◆ INSTRUCTIONS TO FOLLOW
How many lines in the records below contain the string "photo"? Reply with the number alone.

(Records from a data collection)
# # # #

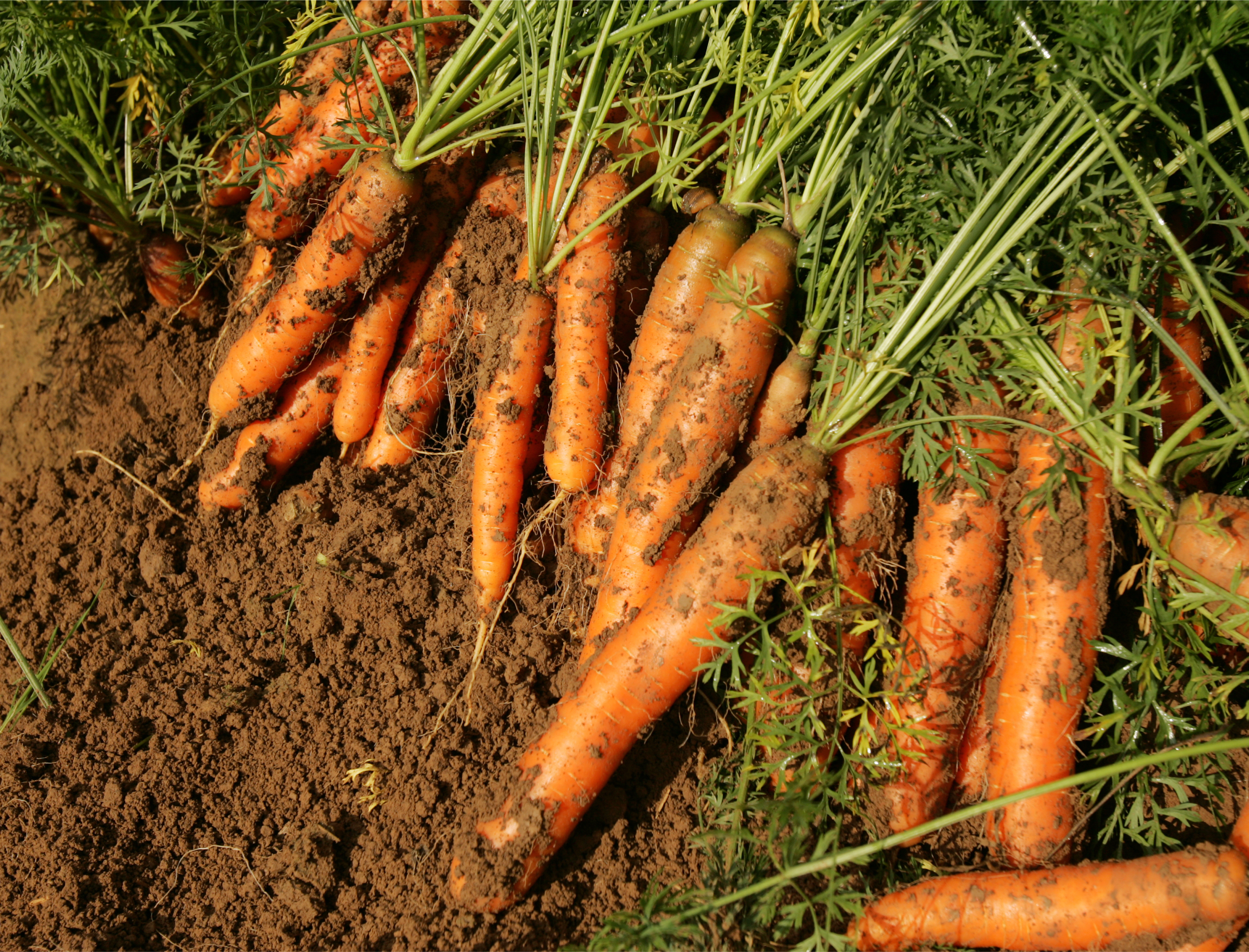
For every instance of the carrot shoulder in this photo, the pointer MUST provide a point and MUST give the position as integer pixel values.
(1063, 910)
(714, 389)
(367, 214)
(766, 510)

# # # #

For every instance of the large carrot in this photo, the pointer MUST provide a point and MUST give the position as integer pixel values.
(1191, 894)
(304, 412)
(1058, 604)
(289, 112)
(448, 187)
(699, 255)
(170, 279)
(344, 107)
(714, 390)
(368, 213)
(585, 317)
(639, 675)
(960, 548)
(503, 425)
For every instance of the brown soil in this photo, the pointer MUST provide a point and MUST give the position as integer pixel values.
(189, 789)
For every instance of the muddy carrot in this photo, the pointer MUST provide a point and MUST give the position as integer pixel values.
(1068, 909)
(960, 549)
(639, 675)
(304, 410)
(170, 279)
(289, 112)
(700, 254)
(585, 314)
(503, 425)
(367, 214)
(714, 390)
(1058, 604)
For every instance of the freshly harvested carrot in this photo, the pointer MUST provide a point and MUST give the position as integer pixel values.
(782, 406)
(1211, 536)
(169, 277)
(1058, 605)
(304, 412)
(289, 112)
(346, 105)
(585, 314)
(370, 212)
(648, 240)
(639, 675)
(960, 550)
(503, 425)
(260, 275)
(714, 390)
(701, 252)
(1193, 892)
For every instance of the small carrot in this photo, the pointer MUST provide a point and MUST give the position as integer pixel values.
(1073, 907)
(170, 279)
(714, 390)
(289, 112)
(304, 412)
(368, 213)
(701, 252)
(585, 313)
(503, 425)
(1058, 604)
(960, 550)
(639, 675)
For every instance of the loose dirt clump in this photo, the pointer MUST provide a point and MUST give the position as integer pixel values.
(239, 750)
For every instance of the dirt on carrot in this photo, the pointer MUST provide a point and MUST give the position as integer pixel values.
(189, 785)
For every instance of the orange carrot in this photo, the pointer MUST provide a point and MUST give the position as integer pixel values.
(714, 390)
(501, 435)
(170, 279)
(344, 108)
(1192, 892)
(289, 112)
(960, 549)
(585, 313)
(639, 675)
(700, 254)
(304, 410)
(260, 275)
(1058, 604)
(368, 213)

# # # #

◆ SOLUTION
9